#### [Your objective]
Lay out every line of the rows below as a Markdown table with two columns, No. and Entry, numbering the lines in order. Skip blank lines and leave the pictures out.
___ Input records
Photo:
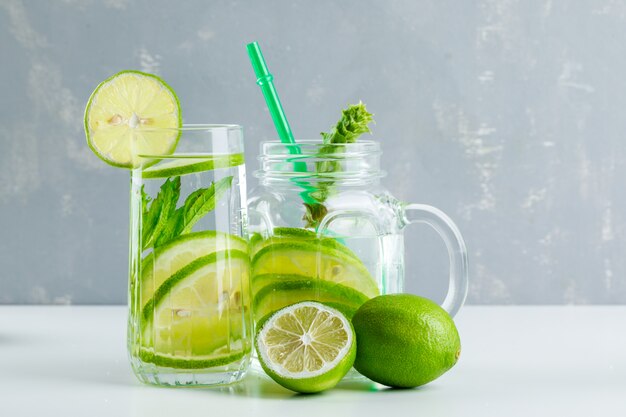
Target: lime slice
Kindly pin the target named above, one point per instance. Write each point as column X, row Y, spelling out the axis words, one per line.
column 314, row 261
column 129, row 114
column 293, row 234
column 192, row 164
column 197, row 317
column 168, row 259
column 306, row 347
column 273, row 292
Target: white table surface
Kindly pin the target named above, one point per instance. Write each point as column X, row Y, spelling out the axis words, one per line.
column 516, row 361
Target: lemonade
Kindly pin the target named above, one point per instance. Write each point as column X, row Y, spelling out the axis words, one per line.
column 189, row 267
column 189, row 291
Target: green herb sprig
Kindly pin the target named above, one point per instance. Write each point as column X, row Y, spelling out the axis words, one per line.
column 353, row 123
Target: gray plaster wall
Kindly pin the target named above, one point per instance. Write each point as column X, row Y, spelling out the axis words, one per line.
column 508, row 115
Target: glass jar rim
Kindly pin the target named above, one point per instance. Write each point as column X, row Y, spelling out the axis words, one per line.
column 311, row 147
column 318, row 162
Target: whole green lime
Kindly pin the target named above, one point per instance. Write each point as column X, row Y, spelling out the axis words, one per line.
column 404, row 340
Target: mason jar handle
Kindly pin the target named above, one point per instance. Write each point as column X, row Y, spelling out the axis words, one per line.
column 449, row 232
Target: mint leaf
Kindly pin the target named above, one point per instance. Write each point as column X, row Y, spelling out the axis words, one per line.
column 202, row 201
column 159, row 210
column 172, row 229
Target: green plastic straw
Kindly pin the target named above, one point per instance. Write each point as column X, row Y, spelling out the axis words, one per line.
column 265, row 80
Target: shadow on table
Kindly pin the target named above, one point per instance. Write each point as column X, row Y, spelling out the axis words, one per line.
column 259, row 385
______
#### [Response for this exercise]
| No. | Entry |
|---|---|
| 1 | Photo: |
| 2 | Target: lime slice |
| 3 | Kindly pin the target named above, one point per instance. Write each point as column X, row Y, spelling out the axis words, one per line. |
| 4 | column 314, row 261 |
| 5 | column 129, row 114 |
| 6 | column 293, row 234 |
| 7 | column 192, row 164 |
| 8 | column 197, row 317 |
| 9 | column 168, row 259 |
| 10 | column 306, row 347 |
| 11 | column 273, row 292 |
| 12 | Target: white table surface |
| 13 | Kindly pin the target named above, one point per instance. Write each point as column X, row Y, spelling out the axis words, one per line. |
| 14 | column 516, row 361 |
| 15 | Target: lemonade |
| 16 | Kindly pin the target named above, one point per instance. Write each point as column X, row Y, spelling out the axis words, one per line. |
| 17 | column 189, row 267 |
| 18 | column 189, row 291 |
| 19 | Target: green herb sprig |
| 20 | Kindly pin the target named above, one point per instance. Write each point as column X, row Y, spelling out the axis words, one per line. |
| 21 | column 353, row 123 |
| 22 | Target: gray plaster wall |
| 23 | Kindly pin the target named above, one point per instance. Write each point as column X, row Y, spelling out the axis words, one per line. |
| 24 | column 508, row 115 |
| 25 | Target: glass jar rim |
| 26 | Kindly pin the target named above, one point per instance. Write each point as column X, row Y, spelling out the axis words, one per line. |
| 27 | column 311, row 147 |
| 28 | column 318, row 162 |
| 29 | Target: whole green lime |
| 30 | Kindly pin the target named above, one point per instance. Write each point as column X, row Y, spelling out the axis words, one per line. |
| 31 | column 404, row 340 |
| 32 | Target: mason jar handle |
| 33 | Kindly pin the target named above, one point per instance. Write each point as column X, row Y, spelling out the axis words, one per line. |
| 34 | column 449, row 232 |
| 35 | Target: mint leaf |
| 36 | Kindly pin the target named above, one point per instance. Write each point as column X, row Y, spelling out the axis words, one per line. |
| 37 | column 202, row 201 |
| 38 | column 159, row 210 |
| 39 | column 172, row 229 |
| 40 | Target: green plastic straw |
| 41 | Kindly pin the target named above, one point per instance. Write each point as column X, row Y, spelling out the axis words, one per line. |
| 42 | column 265, row 80 |
| 43 | Target: shadow on table |
| 44 | Kindly pin the target named above, one point per instance. Write each point as column X, row Y, spelling out the axis words, one per line. |
| 45 | column 259, row 385 |